▶ _DIRECTION_
Copy the data exactly as it appears, and do not include any pictures.

Data listing:
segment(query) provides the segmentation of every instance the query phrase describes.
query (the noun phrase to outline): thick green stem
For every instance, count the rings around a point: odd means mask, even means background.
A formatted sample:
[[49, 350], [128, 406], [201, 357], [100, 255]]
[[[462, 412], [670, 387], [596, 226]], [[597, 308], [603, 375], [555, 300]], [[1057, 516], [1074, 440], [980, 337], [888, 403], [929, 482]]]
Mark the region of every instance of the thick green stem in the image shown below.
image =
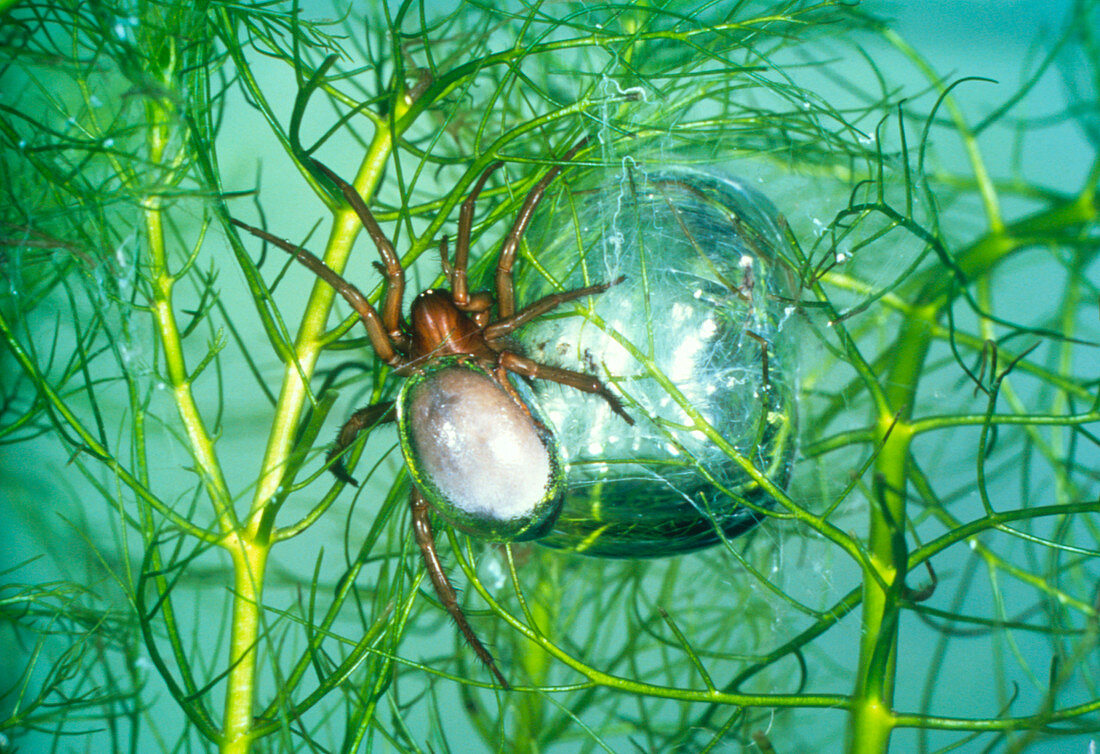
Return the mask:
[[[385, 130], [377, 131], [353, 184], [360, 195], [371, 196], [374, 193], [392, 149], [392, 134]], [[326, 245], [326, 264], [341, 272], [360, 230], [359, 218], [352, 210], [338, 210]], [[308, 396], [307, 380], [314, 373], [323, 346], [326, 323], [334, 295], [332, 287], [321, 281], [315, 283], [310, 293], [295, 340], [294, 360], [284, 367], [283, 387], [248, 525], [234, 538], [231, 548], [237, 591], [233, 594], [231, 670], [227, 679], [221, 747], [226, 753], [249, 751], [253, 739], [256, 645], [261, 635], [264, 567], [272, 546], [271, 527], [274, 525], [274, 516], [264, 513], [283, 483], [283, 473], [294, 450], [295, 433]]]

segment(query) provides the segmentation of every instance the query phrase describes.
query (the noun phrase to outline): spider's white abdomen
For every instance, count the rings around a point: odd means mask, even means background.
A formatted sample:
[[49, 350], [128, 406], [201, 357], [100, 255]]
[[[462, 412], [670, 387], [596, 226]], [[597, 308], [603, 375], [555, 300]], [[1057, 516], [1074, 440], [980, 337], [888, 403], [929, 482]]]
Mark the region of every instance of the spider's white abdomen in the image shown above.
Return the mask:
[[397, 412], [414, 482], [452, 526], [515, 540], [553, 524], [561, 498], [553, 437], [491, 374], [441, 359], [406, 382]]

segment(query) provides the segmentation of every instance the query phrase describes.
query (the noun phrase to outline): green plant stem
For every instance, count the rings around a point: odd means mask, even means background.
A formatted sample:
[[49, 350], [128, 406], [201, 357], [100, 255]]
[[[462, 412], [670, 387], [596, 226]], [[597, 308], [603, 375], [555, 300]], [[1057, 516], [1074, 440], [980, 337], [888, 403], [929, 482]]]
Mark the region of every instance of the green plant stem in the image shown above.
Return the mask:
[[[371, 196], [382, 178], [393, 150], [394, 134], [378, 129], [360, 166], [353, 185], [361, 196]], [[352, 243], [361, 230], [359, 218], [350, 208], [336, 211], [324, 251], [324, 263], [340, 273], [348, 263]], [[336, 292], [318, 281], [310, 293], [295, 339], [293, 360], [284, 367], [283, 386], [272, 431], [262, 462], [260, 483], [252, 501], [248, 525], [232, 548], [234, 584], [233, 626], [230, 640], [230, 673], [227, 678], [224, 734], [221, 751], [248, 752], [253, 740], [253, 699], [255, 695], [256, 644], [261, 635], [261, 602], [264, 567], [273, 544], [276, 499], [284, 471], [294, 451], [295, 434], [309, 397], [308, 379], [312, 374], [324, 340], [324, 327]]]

▶ _ANSWER TO THE TASK_
segment(query) provides the segmentation of every instance the query phrase describes.
query (the noun phrase to outline): thick green stem
For every instance, count the rings around a point: odd means mask, even means background.
A formatted sample:
[[49, 350], [128, 406], [201, 357], [100, 255]]
[[[462, 412], [670, 387], [596, 226]], [[597, 308], [603, 375], [555, 300]], [[1057, 516], [1074, 440], [980, 337], [888, 403], [929, 482]]]
Mark the region of every instance of the thick green stem in the image shown below.
image =
Return the mask:
[[[385, 130], [377, 131], [353, 184], [360, 195], [371, 196], [374, 193], [392, 149], [392, 134]], [[326, 245], [326, 264], [341, 272], [360, 230], [359, 218], [352, 210], [338, 210]], [[308, 396], [307, 380], [314, 373], [323, 346], [326, 323], [334, 295], [332, 287], [321, 281], [315, 283], [310, 293], [295, 340], [294, 360], [284, 367], [283, 387], [248, 525], [234, 538], [231, 548], [237, 591], [233, 594], [231, 670], [227, 679], [221, 747], [226, 753], [249, 751], [253, 739], [256, 645], [261, 635], [264, 567], [272, 546], [271, 527], [274, 525], [274, 516], [264, 513], [283, 483], [283, 473], [294, 450], [295, 433]]]

segment(query) provides the segmentation of every instance the query phrase describes.
query (the noun phrase to outline): spider's white abdomen
For every instance, count the rings around a point: odd means mask, even means background.
A formatted sample:
[[49, 350], [128, 406], [201, 357], [100, 255]]
[[[462, 412], [670, 387], [596, 226]], [[597, 308], [603, 375], [555, 300]], [[1057, 516], [1074, 440], [980, 337], [888, 403], [929, 482]]]
Mark the region of every instance of the spider's white abdomen in the image shown above.
Return the mask:
[[397, 412], [414, 482], [452, 526], [515, 540], [553, 524], [561, 498], [553, 437], [491, 374], [441, 359], [406, 382]]

segment(query) provides the segmentation of every instance the query phrase describes.
query (the noun phrase to outline): green plant stem
For every instance, count the rings around a point: odd means mask, even means background.
A formatted sample:
[[49, 350], [128, 406], [201, 357], [100, 255]]
[[[462, 412], [670, 387], [596, 226]], [[597, 308], [603, 375], [555, 300]], [[1057, 516], [1074, 440], [980, 337], [888, 403], [929, 482]]]
Mark the region of every instance of the green plant stem in the image shown above.
Return the mask:
[[[371, 196], [382, 178], [393, 150], [394, 134], [378, 129], [360, 166], [353, 185], [361, 196]], [[352, 243], [361, 230], [359, 218], [350, 208], [336, 211], [324, 251], [324, 263], [340, 273], [348, 263]], [[336, 292], [318, 281], [310, 293], [295, 339], [293, 360], [284, 367], [283, 386], [272, 431], [262, 462], [260, 483], [252, 501], [248, 525], [232, 548], [234, 584], [233, 626], [230, 640], [230, 673], [227, 678], [224, 734], [221, 751], [248, 752], [253, 740], [253, 699], [255, 695], [256, 644], [261, 635], [261, 602], [264, 567], [273, 544], [276, 499], [284, 471], [294, 451], [295, 434], [309, 397], [308, 379], [312, 374], [324, 340], [324, 327]]]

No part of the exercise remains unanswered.